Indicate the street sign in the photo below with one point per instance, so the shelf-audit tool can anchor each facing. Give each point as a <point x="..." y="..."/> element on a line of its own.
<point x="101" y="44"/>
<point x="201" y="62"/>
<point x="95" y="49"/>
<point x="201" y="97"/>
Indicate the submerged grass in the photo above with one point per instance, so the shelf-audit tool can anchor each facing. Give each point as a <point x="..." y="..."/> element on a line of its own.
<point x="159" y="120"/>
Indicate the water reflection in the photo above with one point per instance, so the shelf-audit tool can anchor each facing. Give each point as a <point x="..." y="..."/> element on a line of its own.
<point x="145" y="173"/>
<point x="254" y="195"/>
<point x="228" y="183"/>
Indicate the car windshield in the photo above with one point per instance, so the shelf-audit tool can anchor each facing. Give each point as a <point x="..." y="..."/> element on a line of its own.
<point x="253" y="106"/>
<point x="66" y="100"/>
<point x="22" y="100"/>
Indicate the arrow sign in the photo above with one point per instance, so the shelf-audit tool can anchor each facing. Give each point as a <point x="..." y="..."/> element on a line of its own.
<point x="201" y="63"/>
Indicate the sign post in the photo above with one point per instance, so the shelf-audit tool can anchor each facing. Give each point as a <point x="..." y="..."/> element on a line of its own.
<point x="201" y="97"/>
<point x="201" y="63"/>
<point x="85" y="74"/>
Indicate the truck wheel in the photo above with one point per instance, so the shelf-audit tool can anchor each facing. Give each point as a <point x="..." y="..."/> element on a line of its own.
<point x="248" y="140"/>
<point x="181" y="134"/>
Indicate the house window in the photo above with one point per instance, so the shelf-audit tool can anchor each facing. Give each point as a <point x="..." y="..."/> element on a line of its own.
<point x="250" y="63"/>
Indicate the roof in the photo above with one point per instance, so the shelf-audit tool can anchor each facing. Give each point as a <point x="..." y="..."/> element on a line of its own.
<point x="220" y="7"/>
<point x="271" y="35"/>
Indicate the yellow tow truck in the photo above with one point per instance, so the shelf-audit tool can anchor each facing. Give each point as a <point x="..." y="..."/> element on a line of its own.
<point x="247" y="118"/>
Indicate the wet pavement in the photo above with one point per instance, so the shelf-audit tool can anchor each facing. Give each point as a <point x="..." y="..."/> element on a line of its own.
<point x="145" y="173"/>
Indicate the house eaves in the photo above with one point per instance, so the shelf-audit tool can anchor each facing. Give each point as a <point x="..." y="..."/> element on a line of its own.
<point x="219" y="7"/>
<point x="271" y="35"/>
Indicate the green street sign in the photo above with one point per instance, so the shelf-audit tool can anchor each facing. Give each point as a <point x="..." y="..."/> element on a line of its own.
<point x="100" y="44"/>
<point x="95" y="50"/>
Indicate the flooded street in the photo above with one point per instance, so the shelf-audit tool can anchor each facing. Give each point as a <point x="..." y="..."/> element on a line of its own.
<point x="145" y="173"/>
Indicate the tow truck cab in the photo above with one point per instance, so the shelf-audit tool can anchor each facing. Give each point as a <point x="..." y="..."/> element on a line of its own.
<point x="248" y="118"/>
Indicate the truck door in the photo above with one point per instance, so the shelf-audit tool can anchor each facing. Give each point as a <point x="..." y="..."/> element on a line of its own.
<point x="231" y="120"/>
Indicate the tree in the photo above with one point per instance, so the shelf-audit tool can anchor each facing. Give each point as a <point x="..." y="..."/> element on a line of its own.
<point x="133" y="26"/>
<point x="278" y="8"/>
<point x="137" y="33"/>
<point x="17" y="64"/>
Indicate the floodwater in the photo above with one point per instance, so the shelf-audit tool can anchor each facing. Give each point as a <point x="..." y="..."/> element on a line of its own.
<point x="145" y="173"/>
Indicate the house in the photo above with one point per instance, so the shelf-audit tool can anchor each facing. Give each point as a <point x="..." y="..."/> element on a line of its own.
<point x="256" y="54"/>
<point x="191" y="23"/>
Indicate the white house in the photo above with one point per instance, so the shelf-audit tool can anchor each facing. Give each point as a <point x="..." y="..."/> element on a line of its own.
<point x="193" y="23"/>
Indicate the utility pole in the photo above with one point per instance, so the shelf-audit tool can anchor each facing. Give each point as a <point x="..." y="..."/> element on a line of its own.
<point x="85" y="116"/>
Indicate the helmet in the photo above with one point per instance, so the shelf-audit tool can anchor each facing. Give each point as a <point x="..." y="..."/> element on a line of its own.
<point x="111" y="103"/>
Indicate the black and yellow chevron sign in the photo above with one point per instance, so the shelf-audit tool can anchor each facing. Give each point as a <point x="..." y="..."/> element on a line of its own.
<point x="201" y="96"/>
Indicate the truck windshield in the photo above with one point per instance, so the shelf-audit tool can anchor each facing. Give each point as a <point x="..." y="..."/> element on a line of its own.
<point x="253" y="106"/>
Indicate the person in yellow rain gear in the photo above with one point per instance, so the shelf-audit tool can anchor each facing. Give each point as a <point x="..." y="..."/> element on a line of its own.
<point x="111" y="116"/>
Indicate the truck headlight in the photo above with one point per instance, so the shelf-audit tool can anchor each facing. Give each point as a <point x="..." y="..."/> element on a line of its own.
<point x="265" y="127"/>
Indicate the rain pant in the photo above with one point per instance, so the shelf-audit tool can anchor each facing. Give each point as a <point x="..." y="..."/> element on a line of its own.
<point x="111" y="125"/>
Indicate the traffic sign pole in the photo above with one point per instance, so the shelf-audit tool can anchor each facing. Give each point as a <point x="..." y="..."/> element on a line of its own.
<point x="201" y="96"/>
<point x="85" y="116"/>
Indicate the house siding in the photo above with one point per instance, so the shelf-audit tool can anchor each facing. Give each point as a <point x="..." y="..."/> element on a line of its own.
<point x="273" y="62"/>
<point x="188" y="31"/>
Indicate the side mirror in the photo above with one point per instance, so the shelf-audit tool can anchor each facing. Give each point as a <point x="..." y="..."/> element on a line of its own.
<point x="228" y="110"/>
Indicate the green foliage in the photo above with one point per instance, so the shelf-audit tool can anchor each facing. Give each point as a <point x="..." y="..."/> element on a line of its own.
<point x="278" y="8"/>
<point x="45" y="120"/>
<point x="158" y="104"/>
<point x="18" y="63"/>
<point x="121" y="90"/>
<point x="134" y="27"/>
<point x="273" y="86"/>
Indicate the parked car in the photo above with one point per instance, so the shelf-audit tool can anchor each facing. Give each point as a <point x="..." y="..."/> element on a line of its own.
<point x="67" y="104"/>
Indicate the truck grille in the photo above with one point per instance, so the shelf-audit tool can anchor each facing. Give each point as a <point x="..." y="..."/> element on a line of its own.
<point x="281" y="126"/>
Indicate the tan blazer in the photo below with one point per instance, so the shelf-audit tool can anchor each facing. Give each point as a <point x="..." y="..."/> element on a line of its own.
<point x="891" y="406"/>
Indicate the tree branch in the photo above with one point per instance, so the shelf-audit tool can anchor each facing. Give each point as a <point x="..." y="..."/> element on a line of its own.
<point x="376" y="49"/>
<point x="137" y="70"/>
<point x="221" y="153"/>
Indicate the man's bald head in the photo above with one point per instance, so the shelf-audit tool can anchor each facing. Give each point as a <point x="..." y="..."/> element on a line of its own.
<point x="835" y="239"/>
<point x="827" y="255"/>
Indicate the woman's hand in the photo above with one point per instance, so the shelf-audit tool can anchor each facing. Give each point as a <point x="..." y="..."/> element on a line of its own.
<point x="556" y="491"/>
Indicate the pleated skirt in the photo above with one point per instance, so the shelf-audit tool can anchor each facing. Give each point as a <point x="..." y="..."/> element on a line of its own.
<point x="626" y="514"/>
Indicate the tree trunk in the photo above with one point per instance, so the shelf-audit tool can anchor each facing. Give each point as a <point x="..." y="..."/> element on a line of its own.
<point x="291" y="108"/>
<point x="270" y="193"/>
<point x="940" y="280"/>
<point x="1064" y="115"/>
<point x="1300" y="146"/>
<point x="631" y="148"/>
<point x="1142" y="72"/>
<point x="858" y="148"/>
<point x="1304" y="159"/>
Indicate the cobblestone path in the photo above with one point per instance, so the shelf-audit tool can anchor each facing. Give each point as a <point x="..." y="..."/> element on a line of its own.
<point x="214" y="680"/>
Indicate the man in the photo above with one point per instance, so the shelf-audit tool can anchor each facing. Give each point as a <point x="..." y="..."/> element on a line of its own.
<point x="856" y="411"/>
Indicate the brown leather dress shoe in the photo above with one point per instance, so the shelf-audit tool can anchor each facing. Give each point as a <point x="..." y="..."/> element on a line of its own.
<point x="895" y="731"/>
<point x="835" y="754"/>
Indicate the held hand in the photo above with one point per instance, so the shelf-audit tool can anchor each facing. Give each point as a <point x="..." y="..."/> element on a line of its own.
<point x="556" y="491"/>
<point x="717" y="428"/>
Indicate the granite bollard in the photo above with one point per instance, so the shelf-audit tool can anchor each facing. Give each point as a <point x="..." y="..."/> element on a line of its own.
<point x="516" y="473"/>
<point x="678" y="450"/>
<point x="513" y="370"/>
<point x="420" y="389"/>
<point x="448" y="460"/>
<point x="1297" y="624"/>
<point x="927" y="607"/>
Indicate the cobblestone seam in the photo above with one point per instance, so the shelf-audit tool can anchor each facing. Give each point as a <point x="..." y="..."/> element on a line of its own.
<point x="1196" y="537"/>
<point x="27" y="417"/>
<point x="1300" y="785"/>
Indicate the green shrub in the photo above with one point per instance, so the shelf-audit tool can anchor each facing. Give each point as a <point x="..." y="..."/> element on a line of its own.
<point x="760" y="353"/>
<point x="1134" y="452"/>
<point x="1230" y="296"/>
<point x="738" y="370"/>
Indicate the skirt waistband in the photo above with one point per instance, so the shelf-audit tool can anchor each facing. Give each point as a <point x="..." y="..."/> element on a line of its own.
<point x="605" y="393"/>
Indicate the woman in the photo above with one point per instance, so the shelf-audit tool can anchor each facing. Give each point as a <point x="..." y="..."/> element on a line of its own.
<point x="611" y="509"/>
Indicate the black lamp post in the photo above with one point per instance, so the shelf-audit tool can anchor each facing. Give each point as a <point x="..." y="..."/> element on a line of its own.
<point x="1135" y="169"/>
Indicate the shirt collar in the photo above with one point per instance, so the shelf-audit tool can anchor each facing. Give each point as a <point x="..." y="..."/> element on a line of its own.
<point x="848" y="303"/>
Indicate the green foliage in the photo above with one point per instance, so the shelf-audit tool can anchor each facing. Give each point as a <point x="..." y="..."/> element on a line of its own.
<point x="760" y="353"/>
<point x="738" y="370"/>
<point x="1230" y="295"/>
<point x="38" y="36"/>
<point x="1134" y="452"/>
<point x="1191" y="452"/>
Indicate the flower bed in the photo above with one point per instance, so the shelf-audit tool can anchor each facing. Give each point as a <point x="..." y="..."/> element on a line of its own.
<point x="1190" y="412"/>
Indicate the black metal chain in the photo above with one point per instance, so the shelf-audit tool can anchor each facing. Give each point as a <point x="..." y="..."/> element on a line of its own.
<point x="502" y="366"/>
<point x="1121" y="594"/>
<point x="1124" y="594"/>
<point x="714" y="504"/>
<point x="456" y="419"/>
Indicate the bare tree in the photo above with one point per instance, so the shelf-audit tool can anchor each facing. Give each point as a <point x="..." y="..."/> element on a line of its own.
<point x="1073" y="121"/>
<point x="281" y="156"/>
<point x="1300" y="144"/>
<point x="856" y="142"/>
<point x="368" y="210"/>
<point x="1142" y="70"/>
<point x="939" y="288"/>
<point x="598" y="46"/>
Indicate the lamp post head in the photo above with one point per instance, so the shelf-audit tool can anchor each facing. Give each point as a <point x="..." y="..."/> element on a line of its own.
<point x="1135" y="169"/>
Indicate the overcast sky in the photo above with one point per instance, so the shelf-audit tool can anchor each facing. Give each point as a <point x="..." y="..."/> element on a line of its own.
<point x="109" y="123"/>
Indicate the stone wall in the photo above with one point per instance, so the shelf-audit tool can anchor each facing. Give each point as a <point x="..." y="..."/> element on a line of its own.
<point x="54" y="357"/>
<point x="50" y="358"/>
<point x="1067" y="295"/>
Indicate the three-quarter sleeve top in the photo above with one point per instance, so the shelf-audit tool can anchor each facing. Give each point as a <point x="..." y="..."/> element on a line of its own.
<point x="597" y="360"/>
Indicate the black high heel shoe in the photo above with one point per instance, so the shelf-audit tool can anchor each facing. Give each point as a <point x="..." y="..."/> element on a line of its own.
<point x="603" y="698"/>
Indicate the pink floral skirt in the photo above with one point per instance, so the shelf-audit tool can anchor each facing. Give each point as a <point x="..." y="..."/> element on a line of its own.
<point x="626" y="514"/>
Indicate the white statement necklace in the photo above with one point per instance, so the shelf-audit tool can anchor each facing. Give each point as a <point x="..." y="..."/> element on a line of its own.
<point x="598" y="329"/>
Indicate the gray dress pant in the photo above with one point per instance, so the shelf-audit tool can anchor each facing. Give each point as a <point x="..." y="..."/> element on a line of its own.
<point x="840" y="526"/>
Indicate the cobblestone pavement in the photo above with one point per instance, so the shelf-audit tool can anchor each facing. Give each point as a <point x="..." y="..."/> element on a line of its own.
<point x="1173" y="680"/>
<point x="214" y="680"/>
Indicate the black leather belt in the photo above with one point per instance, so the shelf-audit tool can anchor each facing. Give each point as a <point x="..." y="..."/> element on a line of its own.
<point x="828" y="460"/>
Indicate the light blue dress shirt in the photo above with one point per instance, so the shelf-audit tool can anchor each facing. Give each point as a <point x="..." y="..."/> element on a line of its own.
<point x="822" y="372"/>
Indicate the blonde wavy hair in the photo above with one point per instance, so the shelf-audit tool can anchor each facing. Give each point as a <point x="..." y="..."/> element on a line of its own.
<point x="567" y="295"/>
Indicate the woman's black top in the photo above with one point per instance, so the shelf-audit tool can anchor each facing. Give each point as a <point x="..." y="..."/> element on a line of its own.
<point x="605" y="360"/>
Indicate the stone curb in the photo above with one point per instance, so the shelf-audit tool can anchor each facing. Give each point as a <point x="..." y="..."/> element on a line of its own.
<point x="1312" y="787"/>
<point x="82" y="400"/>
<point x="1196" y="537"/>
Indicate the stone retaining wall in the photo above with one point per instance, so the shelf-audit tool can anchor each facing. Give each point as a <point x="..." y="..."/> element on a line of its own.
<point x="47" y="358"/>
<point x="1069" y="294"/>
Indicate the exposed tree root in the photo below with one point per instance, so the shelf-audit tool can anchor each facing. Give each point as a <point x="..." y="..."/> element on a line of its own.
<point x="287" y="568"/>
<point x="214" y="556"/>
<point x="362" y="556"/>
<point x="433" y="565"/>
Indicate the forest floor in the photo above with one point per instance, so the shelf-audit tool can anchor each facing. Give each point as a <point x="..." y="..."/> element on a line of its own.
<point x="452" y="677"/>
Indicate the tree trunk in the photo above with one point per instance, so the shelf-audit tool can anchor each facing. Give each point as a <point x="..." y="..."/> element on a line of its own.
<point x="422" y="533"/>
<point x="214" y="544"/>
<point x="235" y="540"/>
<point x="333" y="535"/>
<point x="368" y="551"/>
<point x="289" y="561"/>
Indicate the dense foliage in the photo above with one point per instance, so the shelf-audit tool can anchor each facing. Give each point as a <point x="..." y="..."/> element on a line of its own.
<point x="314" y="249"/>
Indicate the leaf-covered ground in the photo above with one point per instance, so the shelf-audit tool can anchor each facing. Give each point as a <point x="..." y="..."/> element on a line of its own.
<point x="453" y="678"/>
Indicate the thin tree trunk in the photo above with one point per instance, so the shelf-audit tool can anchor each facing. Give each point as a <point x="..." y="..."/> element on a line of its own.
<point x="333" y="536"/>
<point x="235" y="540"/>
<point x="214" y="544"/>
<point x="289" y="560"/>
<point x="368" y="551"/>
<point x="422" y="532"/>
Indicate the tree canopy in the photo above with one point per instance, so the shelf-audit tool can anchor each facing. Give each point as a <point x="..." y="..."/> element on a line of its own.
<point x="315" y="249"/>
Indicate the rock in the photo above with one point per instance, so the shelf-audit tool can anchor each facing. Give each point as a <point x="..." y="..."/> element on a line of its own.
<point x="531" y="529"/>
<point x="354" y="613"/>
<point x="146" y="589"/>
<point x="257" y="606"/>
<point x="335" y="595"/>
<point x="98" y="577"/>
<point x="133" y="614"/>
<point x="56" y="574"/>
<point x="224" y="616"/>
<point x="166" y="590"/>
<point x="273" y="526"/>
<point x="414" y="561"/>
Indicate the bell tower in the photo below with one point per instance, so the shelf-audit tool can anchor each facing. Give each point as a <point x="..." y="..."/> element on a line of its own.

• Exercise
Reproduce the lines from the one containing "Indicate the leaf-covered" to the end of the entries, keeping both ends and adding nothing.

• Completed exercise
Indicate the leaf-covered ground in the photo above with one point per instance, so the shelf-audit tool can anchor each facing. Give each point as a <point x="..." y="..."/> element on a line of its own.
<point x="453" y="678"/>
Indicate the thin tree trunk in the photo above with one point per instance, so the shelf-audit tool can anchor each facing. Give each point as a <point x="..." y="..."/> element on a line of its own.
<point x="333" y="536"/>
<point x="235" y="540"/>
<point x="214" y="544"/>
<point x="289" y="560"/>
<point x="368" y="551"/>
<point x="422" y="532"/>
Indicate the tree canopy in the photo above with one point per instance, so the shelf-audit tool can anchor each facing. Give each point as a <point x="..." y="..."/> element on a line of its own.
<point x="315" y="249"/>
Indicate the rock in the photo above with one point per instance, so the shelf-audit tool can anchor each facing. Give each point as a <point x="..." y="..."/> element on a line of its own.
<point x="531" y="529"/>
<point x="354" y="613"/>
<point x="146" y="589"/>
<point x="257" y="606"/>
<point x="335" y="595"/>
<point x="98" y="577"/>
<point x="133" y="614"/>
<point x="56" y="574"/>
<point x="224" y="616"/>
<point x="166" y="590"/>
<point x="273" y="526"/>
<point x="414" y="561"/>
Indicate the bell tower in the photo below with one point per instance, so the shelf-audit tool can anchor each facing. Give each point as a <point x="..." y="..."/> element on a line of its own.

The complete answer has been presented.